When you reach the records, transcribe all of them exactly.

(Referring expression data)
*** Block opens ***

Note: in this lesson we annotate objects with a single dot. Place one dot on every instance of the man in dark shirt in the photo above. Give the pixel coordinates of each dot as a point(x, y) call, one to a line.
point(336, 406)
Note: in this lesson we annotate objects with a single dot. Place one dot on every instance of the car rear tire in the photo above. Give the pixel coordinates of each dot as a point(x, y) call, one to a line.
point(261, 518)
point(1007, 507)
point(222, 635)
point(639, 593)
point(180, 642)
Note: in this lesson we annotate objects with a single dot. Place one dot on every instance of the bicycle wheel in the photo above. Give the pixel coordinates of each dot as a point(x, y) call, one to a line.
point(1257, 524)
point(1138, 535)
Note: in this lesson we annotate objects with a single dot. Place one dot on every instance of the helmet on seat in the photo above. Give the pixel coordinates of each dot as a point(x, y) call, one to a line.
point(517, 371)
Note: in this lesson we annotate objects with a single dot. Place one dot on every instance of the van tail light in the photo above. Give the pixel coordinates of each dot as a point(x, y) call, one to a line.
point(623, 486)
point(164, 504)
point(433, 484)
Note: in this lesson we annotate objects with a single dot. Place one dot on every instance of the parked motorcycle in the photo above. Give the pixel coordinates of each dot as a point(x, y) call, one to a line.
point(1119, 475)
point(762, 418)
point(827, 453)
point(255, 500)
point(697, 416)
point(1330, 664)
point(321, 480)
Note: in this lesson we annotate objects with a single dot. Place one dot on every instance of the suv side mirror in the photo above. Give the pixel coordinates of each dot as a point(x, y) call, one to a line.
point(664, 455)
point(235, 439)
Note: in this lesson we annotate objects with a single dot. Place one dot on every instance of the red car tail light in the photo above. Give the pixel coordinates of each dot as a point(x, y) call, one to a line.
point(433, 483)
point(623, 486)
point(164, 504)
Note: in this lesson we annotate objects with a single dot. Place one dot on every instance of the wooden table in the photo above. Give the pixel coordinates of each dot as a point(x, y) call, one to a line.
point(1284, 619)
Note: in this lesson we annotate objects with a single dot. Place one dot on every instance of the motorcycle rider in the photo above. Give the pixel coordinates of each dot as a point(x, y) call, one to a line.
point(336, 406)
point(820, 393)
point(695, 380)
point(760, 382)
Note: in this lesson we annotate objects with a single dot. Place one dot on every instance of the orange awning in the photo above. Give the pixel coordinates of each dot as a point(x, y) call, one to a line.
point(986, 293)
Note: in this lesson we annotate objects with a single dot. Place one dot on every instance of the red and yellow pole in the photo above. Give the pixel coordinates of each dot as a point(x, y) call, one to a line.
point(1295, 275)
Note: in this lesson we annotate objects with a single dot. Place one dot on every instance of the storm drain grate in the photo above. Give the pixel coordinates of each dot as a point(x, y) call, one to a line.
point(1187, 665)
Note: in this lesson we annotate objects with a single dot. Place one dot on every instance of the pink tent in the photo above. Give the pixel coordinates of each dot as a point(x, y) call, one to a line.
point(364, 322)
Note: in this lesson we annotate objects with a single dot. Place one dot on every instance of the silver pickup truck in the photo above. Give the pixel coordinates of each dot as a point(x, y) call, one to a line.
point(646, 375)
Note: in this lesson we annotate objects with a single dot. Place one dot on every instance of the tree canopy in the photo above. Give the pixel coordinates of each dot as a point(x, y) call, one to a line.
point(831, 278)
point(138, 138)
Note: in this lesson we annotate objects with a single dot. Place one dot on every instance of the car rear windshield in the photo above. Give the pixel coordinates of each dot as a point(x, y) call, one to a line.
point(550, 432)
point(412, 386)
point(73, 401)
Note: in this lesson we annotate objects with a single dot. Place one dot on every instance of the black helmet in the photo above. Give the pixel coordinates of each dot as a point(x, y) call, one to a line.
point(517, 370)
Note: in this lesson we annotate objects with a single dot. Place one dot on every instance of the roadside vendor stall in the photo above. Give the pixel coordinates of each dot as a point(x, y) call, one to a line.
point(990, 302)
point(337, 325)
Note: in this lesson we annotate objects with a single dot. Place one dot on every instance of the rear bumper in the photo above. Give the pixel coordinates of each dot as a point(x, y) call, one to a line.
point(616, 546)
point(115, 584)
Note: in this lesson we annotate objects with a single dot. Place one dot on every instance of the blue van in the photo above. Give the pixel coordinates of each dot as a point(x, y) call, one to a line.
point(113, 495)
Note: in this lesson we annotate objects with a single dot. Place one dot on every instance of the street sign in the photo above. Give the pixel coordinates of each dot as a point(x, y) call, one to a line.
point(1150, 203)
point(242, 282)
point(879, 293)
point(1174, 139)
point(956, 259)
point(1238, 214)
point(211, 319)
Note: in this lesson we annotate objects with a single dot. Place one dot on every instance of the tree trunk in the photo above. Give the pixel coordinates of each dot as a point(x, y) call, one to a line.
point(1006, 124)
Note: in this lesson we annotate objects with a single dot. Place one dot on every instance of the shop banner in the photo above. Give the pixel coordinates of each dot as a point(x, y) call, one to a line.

*** Block closes ***

Solution for this exercise:
Note: in this lesson we annotate objects with a single dot. Place one dot on every instance of the man in dark shirt in the photo above. Give the pixel coordinates of each dot as a point(x, y) call, one to a line.
point(336, 406)
Note: in this lesson we annotate objects with a single dot. Place one dot on every instance of the car rear tire in the photo above. Give the pixel coordinates of each dot as a point(x, y) call, one to a line.
point(261, 518)
point(1007, 507)
point(222, 635)
point(639, 593)
point(180, 642)
Note: in this lesson we annotate objects with a single dot. Place one dot on every instance of the bicycle wheel in the photo above. Give the pixel coordinates of each dot as a point(x, y) call, one to a line.
point(1257, 524)
point(1138, 535)
Note: in this lesson we annotate objects with a single dot. Place one dot on every instance of the helmet on seat in the photo above. Give the pixel coordinates of each dot as a point(x, y) call, one to a line.
point(517, 371)
Note: in this lesson we annotate objects with a single dot. Place one dot on every instance of the van tail light in the photo above. Give the pixel coordinates of each dot as a point(x, y) call, one to a line.
point(623, 486)
point(164, 504)
point(433, 484)
Note: in this lesson we annotate objects with a single dot. Place one dot on every instance of the parked motorcycle in the photo above. Give the pixel coordinates of each dot as a point(x, y) call, one to a line.
point(1119, 475)
point(762, 418)
point(827, 453)
point(255, 500)
point(697, 416)
point(1330, 664)
point(321, 480)
Note: in this lesson we annotate objects with a single dot. Place one dot on every instance of the suv side mirror in the photo above. Give the pixel coordinates of each dot as a point(x, y) call, one to a line.
point(664, 455)
point(235, 439)
Note: in this lesson we annotate objects with a single dot. Place one dot on every instance of the red car tail light in the photo above. Give the pixel coordinates of each dot as a point(x, y) call, one to a line.
point(433, 483)
point(623, 486)
point(164, 504)
Note: in this lesson we annotate objects with a single dot. Place one dot on every instance of the wooden table in the photo above. Give the pixel coordinates of each dot as a point(x, y) call, one to a line.
point(1284, 619)
Note: in this lesson we annotate objects with a single dot. Place one dot on every instance of the motorcycle rider in the photo above. Give the pixel coordinates of each dot as a point(x, y) call, one to a line.
point(336, 406)
point(820, 393)
point(695, 380)
point(760, 382)
Note: in this lesson we annotate objects with a single dot. Place one dot on every instance of the orange awning in the photo above. Give the pixel coordinates of each dot as a point(x, y) call, one to a line.
point(986, 293)
Note: in this lesson we annotate objects with a single dot. Place one dot on every instance of the red and yellow pole in the photo above. Give the pixel coordinates of each dot as a point(x, y) call, one to a line.
point(1295, 275)
Note: in this lesson we annotate objects with a single dot. Place one dot on every instance of the storm drain grate in the photo above. Give the pixel coordinates of each dot as a point(x, y) call, one to a line.
point(1187, 665)
Note: in this lesson we annotate objects with a single dot. Place one dot on every instance of the pink tent in the photo above. Give the pixel coordinates of each dot as a point(x, y) call, one to a line.
point(364, 322)
Note: in this lesson we annotate objects with a single dot. Place one dot on every instance of the silver pickup truck in the photo above. Give the pixel coordinates of each dot as a point(x, y) call, one to a line.
point(646, 375)
Note: in this lesson we annotate objects with a single dot. Place one dot on every instance of the tree canopy in the photo above. Give the pixel coordinates of each dot as a point(x, y) call, one to a line.
point(831, 278)
point(138, 138)
Note: in this lesson we annotate objects with a single dot. Place one dot on every instance of the car rear windshield in the photo above. Give the pixel coordinates of each dot as a point(x, y) call, one to a line.
point(550, 432)
point(412, 386)
point(73, 401)
Note: in this lesson we annotate objects with a single dot. Place one dot on every instance of the black helmet in the photo above. Give the pixel coordinates of each dot as a point(x, y) call, one to a line.
point(517, 370)
Note: in this lesson we annotate objects with a single dot. Place one dot on every instance of the roadside vendor stall in the photo above. Give the pixel coordinates of each dot as a point(x, y) call, one to a line.
point(990, 302)
point(337, 325)
Note: in this lesson we annotate objects with a single dot. Place one dot on every instance of the rear bumper in the photo above. Give the pixel coordinates of each dot as a point(x, y) call, one to a line.
point(616, 546)
point(115, 584)
Note: in this lesson we annotate objects with a single dot. Place one dot on every instance of the blue van in the photo above. Give the pixel coordinates of each dot as a point(x, y) call, one to a line.
point(113, 495)
Note: in this lesson we annotate objects with a single dot. Place one dot on every instance of the street sign in the photo above. Give the pixel coordinates of each dot as a point(x, y) call, one to a line.
point(1150, 203)
point(242, 282)
point(879, 293)
point(1174, 139)
point(956, 259)
point(1238, 214)
point(211, 319)
Note: in this lesson we annotate objects with a single dot. Place one dot on every instance of the tree trunk in the photo above. Give the pixel coordinates of each dot as a point(x, y) call, one to a line.
point(1006, 124)
Note: in this lesson we annotate objects with a single dot. Place one dot on every instance of the shop banner in the photo above. Give the pixel coordinates of each dot as a point(x, y) call, one to a line.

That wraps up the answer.